SUPPLIED PASSAGE:
★ ★ ★ ★ ★ ★ ★

The Cost of the Insurance Policy Matters

Supporters of the precautionary principle argue that even if it is uncertain that we will face a global warming catastrophe from producing CO2, we should insure against it by abating CO2 just in case.  "You buy insurance on your house, don’t you," they often ask.  Sure, I answer, except when the cost of the insurance is more than the cost of the house.

In a speech yesterday here in Washington, Al Gore challenged the United States to "produce every kilowatt of electricity through wind, sun, and other Earth-friendly energy sources within 10 years. This goal is achievable, affordable, and transformative." (Well, the goal is at least one of those things.) Gore compared the zero-carbon effort to the Apollo program. And the comparison would be economically apt if, rather than putting a man on the moon—which costs about $100 billion in today’s dollars—President Kennedy’s goal had been to build a massive lunar colony, complete with a casino where the Rat Pack could perform.

Gore’s fantastic—in the truest sense of the word—proposal is almost unfathomably pricey and makes sense only if you think that not doing so almost immediately would result in an uninhabitable planet. …

This isn’t the first time Gore has made a proposal with jaw-dropping economic consequences. Environmental economist William Nordhaus ran the numbers on Gore’s idea to reduce carbon emissions by 90 percent by 2050. Nordhaus found that while such a plan would indeed reduce the maximum increase in global temperatures to between 1.3 and 1.6 degrees Celsius, it did so "at very high cost" of between $17 trillion and $22 trillion over the long term, as opposed to doing nothing. (Again, just for comparative purposes, the entire global economy is about $50 trillion.)

I think everyone’s numbers are low, because they don’t include the cost of storage (technology unknown) or alternative capacity when it is a) dark and/or b) not windy.

A while back I took on Gore’s suggestion that all of America’s electricity needs could be met with current Solar technology with a 90 mile x 90 mile tract of solar.  Forgetting the fact that Al’s environmental friends would never allow us to cover 8100 square miles of the desert in silicon, I got a total installation cost of $21 trillion dollars.  And that did not include the electrical distribution systems necessary for the whole country to take power from this one spot, nor any kind of storage technology for using electricity at night  (it was hard to cost one out when no technology exist for storing America’s total energy needs for 12 hours).  Suffice it to say that a full solution with storage and distribution would easily cost north of $30 trillion dollars.

10 thoughts on “The Cost of the Insurance Policy Matters”

  1. “Sure I answer [me too], except when the cost … is more than the cost of the house.” To which I add ” or when it appears that the ‘fix’ is likely to more damage…”

    If he wants to wage war on brown people, why doesn’t he just say so?

  2. This “high cost” of 17 trillion dollars in 40 years is equal to 500 billion dollars per year, which is inferior to the amount that is spent on the war on iraq and the oil imports combined.

    Of course, such cost is also about infrastructure, which has to be built anyway, for no one believes that the present infrastructure is going to survive the next 40 years.

    I think that it is a good plan, and a good goal.

★ ★ ★ ★ ★ ★ ★

ACTIVITY LIST:
a) Answer these questions from the insurance-cost post:
(i) What did Gore compare the zero-carbon effort to?
(ii) Which environmental economist ran the numbers on Gore's idea to cut carbon emissions by 90 percent by 2050?
(iii) What total installation cost did the author get for the 90 mile x 90 mile solar tract?
b) What is the exact text of the insurance-cost post starting with "10 thoughts on" and going on through "a good goal."? Write it out.

★ ★ ★ ★ ★ ★ ★

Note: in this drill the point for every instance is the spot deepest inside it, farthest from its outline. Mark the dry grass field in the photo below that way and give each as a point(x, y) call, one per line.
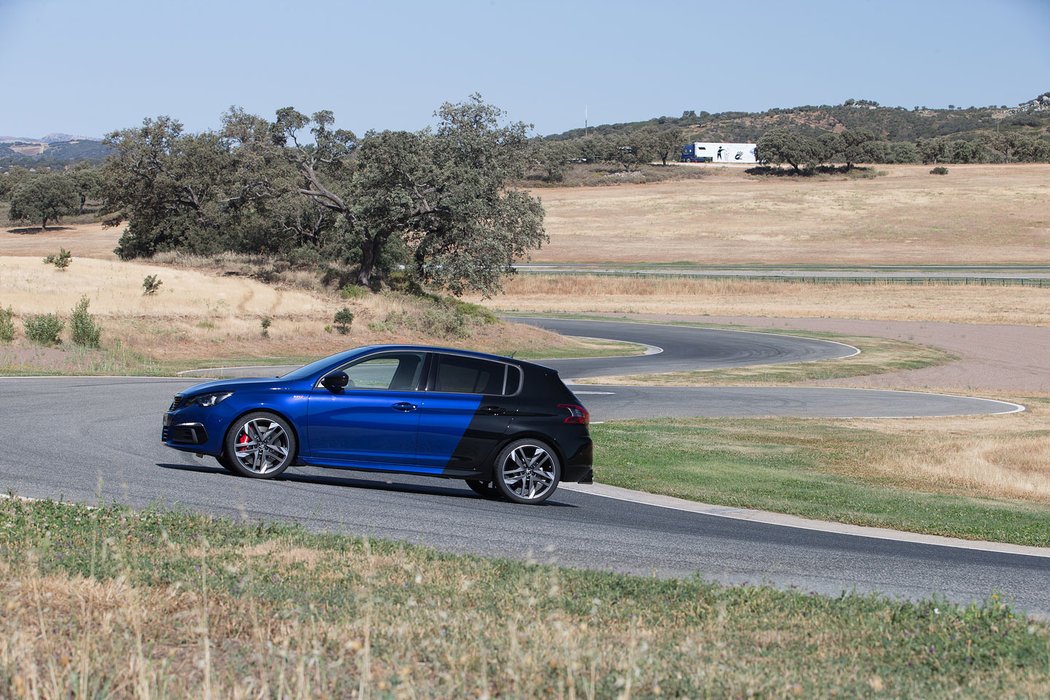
point(974, 214)
point(981, 457)
point(82, 239)
point(583, 294)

★ ★ ★ ★ ★ ★ ★

SOLUTIONS BELOW:
a)
(i) The Apollo program.
(ii) William Nordhaus.
(iii) $21 trillion.

b)
10 thoughts on “The Cost of the Insurance Policy Matters”

  1. “Sure I answer [me too], except when the cost … is more than the cost of the house.” To which I add ” or when it appears that the ‘fix’ is likely to more damage…”

    If he wants to wage war on brown people, why doesn’t he just say so?

  2. This “high cost” of 17 trillion dollars in 40 years is equal to 500 billion dollars per year, which is inferior to the amount that is spent on the war on iraq and the oil imports combined.

    Of course, such cost is also about infrastructure, which has to be built anyway, for no one believes that the present infrastructure is going to survive the next 40 years.

    I think that it is a good plan, and a good goal.